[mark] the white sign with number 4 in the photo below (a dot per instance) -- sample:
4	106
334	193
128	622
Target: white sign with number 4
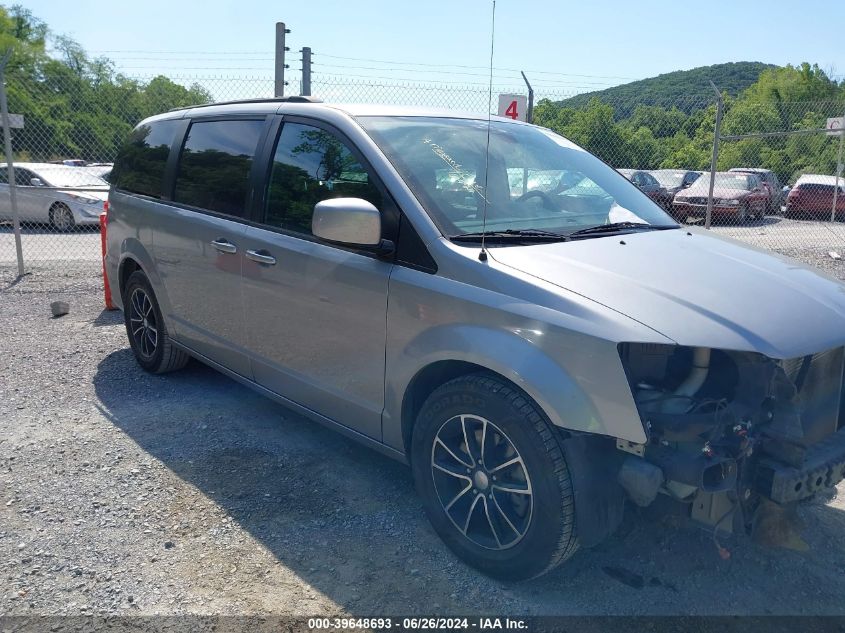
513	106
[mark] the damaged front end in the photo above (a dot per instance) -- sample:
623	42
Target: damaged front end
736	437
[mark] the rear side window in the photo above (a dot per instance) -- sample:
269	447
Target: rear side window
140	166
215	165
311	165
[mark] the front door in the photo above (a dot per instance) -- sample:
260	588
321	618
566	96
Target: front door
316	313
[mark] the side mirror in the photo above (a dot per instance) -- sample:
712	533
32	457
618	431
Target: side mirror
349	221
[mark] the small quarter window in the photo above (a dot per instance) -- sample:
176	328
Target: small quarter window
215	164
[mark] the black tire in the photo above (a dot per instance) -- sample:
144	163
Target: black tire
61	218
156	354
548	535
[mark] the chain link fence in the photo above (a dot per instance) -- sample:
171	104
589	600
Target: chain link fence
774	184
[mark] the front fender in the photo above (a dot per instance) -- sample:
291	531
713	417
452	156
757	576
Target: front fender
552	386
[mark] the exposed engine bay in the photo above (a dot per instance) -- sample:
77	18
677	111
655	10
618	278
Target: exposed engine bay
735	436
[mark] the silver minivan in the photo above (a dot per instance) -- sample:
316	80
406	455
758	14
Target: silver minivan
491	304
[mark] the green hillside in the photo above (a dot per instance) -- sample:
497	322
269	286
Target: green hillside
688	90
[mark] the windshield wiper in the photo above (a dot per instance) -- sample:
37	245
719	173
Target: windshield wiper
534	235
615	227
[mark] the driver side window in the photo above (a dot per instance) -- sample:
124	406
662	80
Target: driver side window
311	165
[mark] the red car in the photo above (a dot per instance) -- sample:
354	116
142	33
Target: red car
814	197
738	195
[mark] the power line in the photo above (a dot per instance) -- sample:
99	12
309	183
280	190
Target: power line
426	71
219	57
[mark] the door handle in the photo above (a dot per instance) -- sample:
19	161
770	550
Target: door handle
261	258
224	246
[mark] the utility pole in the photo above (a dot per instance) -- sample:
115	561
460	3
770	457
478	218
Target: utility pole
280	59
529	116
720	105
306	71
10	162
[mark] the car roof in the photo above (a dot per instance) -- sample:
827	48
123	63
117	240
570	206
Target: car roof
41	166
305	106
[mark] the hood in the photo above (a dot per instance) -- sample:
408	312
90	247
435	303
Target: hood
697	289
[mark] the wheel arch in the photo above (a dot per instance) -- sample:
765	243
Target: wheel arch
134	256
592	459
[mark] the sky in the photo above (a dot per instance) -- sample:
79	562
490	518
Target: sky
566	46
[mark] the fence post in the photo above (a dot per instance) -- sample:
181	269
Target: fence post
529	116
838	171
280	59
10	161
716	133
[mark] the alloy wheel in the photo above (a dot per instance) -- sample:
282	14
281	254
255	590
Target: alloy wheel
481	482
142	319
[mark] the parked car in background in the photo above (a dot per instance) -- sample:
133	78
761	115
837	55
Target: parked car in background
812	196
772	184
100	169
673	180
78	198
648	184
735	194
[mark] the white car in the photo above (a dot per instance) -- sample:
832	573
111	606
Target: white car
47	193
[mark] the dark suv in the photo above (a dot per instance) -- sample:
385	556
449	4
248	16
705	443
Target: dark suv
770	182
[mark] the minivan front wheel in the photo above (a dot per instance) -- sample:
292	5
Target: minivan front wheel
146	329
493	478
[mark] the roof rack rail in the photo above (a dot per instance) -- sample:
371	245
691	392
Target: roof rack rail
291	99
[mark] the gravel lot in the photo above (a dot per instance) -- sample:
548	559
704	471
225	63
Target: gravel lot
125	493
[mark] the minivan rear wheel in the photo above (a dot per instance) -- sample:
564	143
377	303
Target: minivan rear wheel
146	329
493	479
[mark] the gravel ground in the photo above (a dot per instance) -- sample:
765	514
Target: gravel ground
125	493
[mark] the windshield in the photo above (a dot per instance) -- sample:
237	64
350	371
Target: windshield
669	178
537	180
727	180
70	177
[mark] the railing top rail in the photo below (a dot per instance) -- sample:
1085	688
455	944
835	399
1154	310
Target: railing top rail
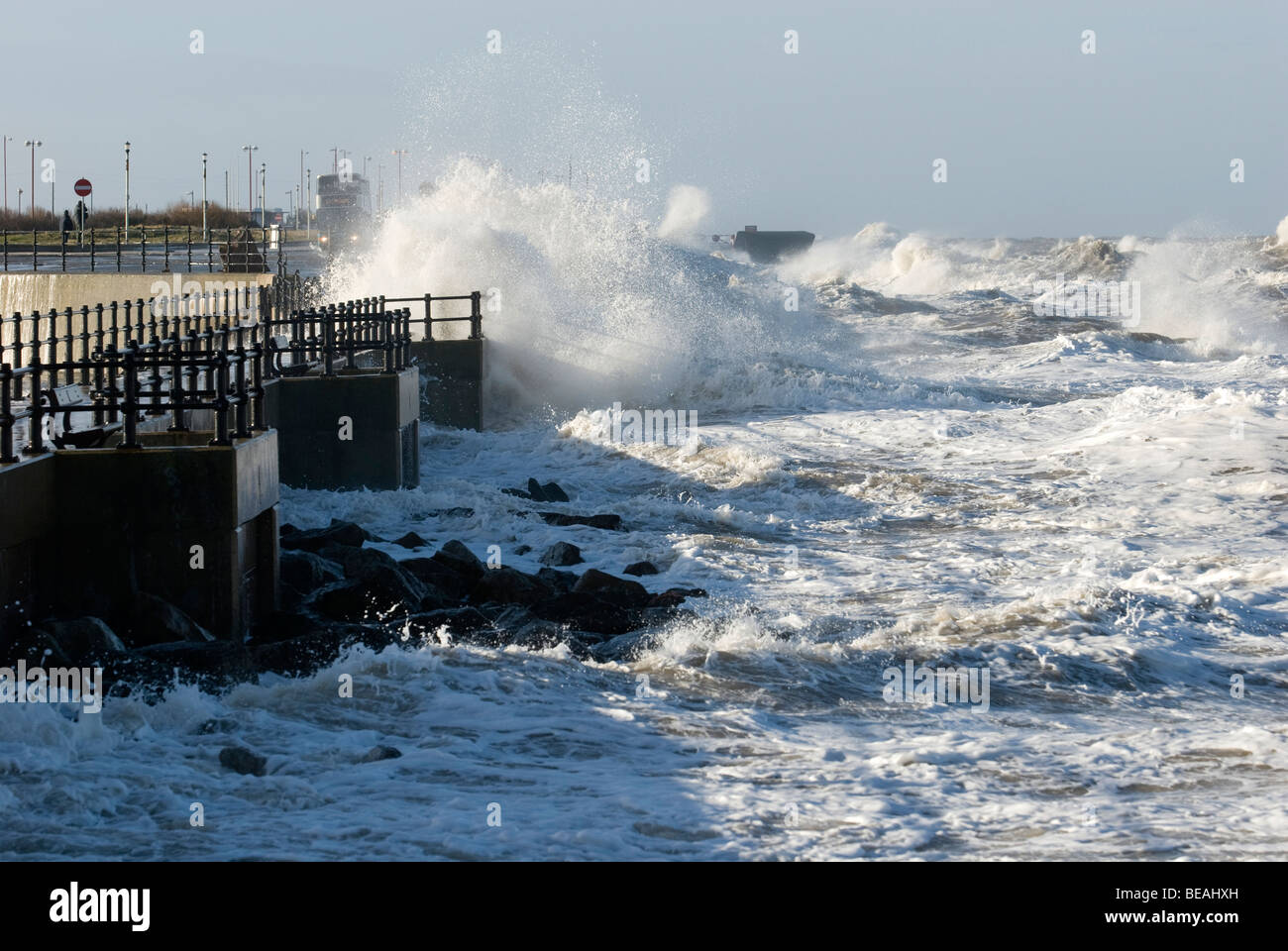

* _Exercise_
Reproduce verbatim the lines from the one containing "[mark] the roof" through the final line, both ends included, and leave the pictures out of your copy.

* _The result_
[mark] the roof rack rail in the photo above (a dot per instance) -- sample:
371	245
691	392
Target: roof rack rail
291	99
[mark] the gravel lot in the photo above (a dot per instance) -- sample:
548	559
704	471
225	63
Target: gravel lot
125	493
[mark] the minivan rear wheel in the photo above (a dot per instance) -- sample:
564	143
377	303
Target: minivan rear wheel
146	329
493	479
[mark] the gravel ground in the photo above (a dot per instance) -- sample:
765	514
Target: gravel ground
125	493
[mark] the windshield in the photo above (a dot per instance) -- sample:
237	64
350	371
Target: windshield
669	178
537	180
727	180
70	177
[mark] the railing top rail in the photo below (a dot per instance) -- sample:
1085	688
455	944
835	399
1154	310
Target: railing top rail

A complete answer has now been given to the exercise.